■ Data for analysis ■
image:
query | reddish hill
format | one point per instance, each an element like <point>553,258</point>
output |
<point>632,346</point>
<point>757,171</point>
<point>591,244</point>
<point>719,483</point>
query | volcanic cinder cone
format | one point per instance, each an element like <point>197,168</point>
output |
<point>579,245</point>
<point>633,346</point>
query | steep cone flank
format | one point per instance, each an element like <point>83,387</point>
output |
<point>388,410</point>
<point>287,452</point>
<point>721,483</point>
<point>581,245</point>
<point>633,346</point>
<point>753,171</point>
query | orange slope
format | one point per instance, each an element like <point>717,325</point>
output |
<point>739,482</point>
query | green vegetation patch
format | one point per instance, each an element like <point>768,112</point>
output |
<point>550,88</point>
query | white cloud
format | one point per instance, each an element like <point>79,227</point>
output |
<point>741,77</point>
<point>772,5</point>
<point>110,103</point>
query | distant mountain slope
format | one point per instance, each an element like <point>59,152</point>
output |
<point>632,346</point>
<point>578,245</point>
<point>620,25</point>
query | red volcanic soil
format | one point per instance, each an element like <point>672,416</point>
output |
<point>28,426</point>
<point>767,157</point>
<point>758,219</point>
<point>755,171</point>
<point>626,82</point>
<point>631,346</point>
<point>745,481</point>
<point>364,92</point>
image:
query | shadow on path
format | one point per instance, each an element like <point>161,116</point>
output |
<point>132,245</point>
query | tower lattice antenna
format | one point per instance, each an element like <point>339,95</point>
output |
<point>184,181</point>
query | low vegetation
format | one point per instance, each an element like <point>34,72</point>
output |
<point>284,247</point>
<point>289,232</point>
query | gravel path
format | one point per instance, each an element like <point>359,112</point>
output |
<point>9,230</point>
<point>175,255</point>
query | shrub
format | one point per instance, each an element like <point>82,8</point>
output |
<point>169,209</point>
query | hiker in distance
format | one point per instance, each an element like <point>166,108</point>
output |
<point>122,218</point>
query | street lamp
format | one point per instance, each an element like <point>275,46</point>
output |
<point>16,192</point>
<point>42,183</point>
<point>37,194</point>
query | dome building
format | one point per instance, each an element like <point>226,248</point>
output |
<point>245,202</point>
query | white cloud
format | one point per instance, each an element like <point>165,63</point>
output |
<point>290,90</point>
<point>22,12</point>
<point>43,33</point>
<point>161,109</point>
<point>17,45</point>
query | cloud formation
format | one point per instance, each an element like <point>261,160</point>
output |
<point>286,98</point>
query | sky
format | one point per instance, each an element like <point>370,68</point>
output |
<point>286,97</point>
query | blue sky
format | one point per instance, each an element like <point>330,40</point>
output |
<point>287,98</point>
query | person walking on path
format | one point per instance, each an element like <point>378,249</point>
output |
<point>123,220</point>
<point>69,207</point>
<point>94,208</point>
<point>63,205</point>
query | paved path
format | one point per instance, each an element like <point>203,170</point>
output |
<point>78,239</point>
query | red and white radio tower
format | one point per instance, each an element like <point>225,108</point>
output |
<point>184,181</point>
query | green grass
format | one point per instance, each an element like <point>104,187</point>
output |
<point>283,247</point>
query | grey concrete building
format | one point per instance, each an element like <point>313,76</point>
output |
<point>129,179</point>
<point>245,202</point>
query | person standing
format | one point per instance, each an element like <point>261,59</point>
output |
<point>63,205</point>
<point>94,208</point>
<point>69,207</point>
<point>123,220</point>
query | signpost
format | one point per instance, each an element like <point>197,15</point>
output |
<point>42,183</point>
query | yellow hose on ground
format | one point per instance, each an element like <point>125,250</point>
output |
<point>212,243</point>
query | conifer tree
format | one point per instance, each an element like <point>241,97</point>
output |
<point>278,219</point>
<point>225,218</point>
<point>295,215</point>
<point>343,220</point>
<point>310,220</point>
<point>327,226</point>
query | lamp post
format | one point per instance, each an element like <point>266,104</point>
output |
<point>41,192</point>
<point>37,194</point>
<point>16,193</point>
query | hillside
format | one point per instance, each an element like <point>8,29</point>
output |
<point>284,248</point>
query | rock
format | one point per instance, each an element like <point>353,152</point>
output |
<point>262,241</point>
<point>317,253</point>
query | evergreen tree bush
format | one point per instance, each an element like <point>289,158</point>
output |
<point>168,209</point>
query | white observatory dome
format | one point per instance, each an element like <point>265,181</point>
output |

■ Your task ■
Of the lines above, output exactly those from the line bearing "query | rock" through the line bearing "query | white observatory dome", inclusive.

■ Completed exercise ■
query | rock
format | one point per instance, each an element like <point>353,152</point>
output |
<point>262,241</point>
<point>317,253</point>
query | evergreen tree bush
format | one point per instance, each an element like <point>289,158</point>
output |
<point>168,209</point>
query | white observatory dome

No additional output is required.